* _BLOQUE DE TEXTO_

>>>>

Cada vez que una
comunidad, una organización o una persona en el Ecuador invoca la
protección del medio ambiente o los derechos colectivos para
oponerse, por ejemplo, a un proyecto minero que afectará sus medios
de vida, a una represa gigantesca que provocará desvío de los ríos
e inundaciones que obligan al desplazamiento de las personas, el
presidente Rafael Correa responde, pontificando: “No nos engañemos,
el principal problema del Ecuador es la pobreza”. Así justifica la
destrucción del entorno ambiental y la afectación de los medios de
vida de “unos pocos” para reducir la pobreza de “muchos”.
La invocación
aparentemente sensata de la reducción de la pobreza para justificar
el crecimiento económico ciego es una gran farsa. El presidente bien
lo sabe, pero pretende engañarnos. Como la principal receta para
reducir la pobreza nos vende el placebo del irrestricto crecimiento
económico. Y con ello se entiende que promueve cualquier tipo de
crecimiento económico, especialmente el concentrado en la
explotación sin miramientos de nuestros recursos naturales no
renovables.
Esto mismo lo han
sostenido todos los pasados gobiernos -neoliberales o no-, al
defender el crecimiento económico como una meta en sí misma,
postulando una y otra vez que ello generaría empleos estables,
elevados ingresos permanentes y una equilibrada distribución de los
ingresos. Esto no ha sucedido. Este tipo de crecimiento, por lo
demás, prácticamente no crea empleo. No se ha logrado un sostenido
“derrame” o un “chorreo” hacia el resto de la sociedad. En el
mejor de los casos, cuando hubo elevadas tasas de crecimiento, la
gran mayoría de la población apenas sintió una leve y temporal
garúa (que se desvaneció en poco tiempo en mayores niveles de
pobreza).
El correismo se aferra
patológicamente a esta meta. A través de una creciente explotación
de la Naturaleza pretende captar mayores divisas y tributos para
alimentar políticas clientelares y de cooptación política, a las
que ahora se les denomina engañosamente como programas de
compensación social. En lugar de iniciar procesos verdaderamente
redistributivos -agua, tierra, créditos, activos- a través de una
profunda reestructuración de la economía, nos alimenta con diversas
dádivas.

<<<<

* _EJERCICIOS POR RESOLVER_
1. En el texto sobre la pobreza y el crecimiento económico en el Ecuador, ¿qué frase pronuncia el presidente Rafael Correa cuando alguien invoca la protección del medio ambiente o los derechos colectivos?
2. Prosigue el texto sobre la pobreza y el crecimiento económico en el Ecuador a partir de su última oración.

* _DATOS PROPORCIONADOS_
>>>>

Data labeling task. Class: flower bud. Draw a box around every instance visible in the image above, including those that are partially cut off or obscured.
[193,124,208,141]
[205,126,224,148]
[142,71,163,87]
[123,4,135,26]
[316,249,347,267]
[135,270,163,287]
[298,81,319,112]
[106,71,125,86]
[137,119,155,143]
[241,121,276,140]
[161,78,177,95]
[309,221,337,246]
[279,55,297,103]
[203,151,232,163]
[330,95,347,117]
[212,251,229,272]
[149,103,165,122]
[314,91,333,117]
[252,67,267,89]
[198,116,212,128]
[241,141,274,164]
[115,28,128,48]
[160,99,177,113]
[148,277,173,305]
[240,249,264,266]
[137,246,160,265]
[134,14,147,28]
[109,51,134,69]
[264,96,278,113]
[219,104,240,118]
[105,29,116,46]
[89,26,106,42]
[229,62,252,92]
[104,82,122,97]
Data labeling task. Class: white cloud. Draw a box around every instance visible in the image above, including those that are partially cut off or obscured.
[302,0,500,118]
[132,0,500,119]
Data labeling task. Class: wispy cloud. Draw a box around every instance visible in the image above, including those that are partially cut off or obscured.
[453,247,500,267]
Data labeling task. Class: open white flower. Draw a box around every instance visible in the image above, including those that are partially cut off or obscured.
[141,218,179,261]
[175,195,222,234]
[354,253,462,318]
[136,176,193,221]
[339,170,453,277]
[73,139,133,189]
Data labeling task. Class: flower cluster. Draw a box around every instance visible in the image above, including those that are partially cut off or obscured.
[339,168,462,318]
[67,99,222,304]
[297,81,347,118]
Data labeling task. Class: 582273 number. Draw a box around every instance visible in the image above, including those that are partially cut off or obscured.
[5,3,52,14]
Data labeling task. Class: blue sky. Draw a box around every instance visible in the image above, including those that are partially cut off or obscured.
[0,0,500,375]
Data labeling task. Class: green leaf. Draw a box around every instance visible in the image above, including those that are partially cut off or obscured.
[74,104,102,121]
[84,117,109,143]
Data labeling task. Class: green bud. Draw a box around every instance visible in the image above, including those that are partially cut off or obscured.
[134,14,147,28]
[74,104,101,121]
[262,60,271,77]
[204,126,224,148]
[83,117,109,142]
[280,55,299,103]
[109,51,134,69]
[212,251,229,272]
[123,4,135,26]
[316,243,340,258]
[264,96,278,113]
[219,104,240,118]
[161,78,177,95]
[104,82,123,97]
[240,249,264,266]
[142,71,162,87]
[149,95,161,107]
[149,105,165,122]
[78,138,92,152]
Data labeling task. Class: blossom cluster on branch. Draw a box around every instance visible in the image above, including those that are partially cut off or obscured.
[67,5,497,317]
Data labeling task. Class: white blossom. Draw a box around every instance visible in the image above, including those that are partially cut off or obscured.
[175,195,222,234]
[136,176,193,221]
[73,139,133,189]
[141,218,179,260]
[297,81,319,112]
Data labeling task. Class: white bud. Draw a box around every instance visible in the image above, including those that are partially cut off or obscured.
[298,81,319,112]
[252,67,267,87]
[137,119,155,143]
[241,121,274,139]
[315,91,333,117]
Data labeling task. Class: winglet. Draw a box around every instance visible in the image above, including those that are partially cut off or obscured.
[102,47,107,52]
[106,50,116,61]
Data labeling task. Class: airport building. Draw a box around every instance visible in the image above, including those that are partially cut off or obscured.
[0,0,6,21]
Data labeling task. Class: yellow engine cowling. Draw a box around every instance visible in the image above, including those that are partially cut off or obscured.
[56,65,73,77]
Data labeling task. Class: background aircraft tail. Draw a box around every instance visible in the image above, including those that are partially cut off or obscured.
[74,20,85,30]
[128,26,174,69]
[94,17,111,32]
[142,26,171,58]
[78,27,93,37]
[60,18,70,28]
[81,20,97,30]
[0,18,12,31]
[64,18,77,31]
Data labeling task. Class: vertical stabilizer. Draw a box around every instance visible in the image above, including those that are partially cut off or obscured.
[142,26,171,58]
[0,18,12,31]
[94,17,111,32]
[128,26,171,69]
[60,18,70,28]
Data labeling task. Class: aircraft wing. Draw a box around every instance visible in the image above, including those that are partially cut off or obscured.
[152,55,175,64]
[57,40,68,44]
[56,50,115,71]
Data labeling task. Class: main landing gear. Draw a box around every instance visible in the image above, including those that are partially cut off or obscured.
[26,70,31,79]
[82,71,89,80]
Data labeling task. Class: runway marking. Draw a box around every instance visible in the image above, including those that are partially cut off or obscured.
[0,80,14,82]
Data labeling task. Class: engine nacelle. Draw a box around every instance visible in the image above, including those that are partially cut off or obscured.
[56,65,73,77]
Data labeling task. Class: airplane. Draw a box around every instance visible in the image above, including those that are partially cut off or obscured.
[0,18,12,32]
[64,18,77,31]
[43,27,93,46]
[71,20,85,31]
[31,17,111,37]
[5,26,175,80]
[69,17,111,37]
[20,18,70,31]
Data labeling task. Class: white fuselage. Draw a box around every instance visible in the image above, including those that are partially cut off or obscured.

<<<<

* _RESPUESTAS_
1. «No nos engañemos, el principal problema del Ecuador es la pobreza».

2.
A la postre, la letanía
del crecimiento económico es un fin en sí mismo, aparentemente
irremediable e incontestable. En realidad, el crecimiento puede ser
necesario en determinadas circunstancias, para superar las
deficiencias en educación y salud, por ejemplo. Pero eso no
justifica cualquier tipo de crecimiento. Aquí caben las categóricas
expresiones sobre el crecimiento del reconocido economista chileno
Manfred Max Neef:
“Si me dedico, por
ejemplo, a depredar totalmente un recurso natural, mi economía crece
mientras lo hago, pero a costa de terminar más pobres. En realidad
la gente no se percata de la aberración de la macroeconomía
convencional que contabiliza la pérdida de patrimonio como aumento
de ingreso. Detrás de toda cifra de crecimiento hay una historia
humana y una historia natural. Si esas historias son positivas, bien
venido sea el crecimiento, porque es preferible crecer poco pero
crecer bien, que crecer mucho pero mal”.
Tengamos presente que
una economía sana es aquella en la que las acciones están dirigidas
a resolver estructuralmente los problemas de pobreza y a asegurar la
calidad de vida de las personas, familias y comunidades. Esas metas
en muchos casos requerirán del crecimiento económico, y está bien
que así sea.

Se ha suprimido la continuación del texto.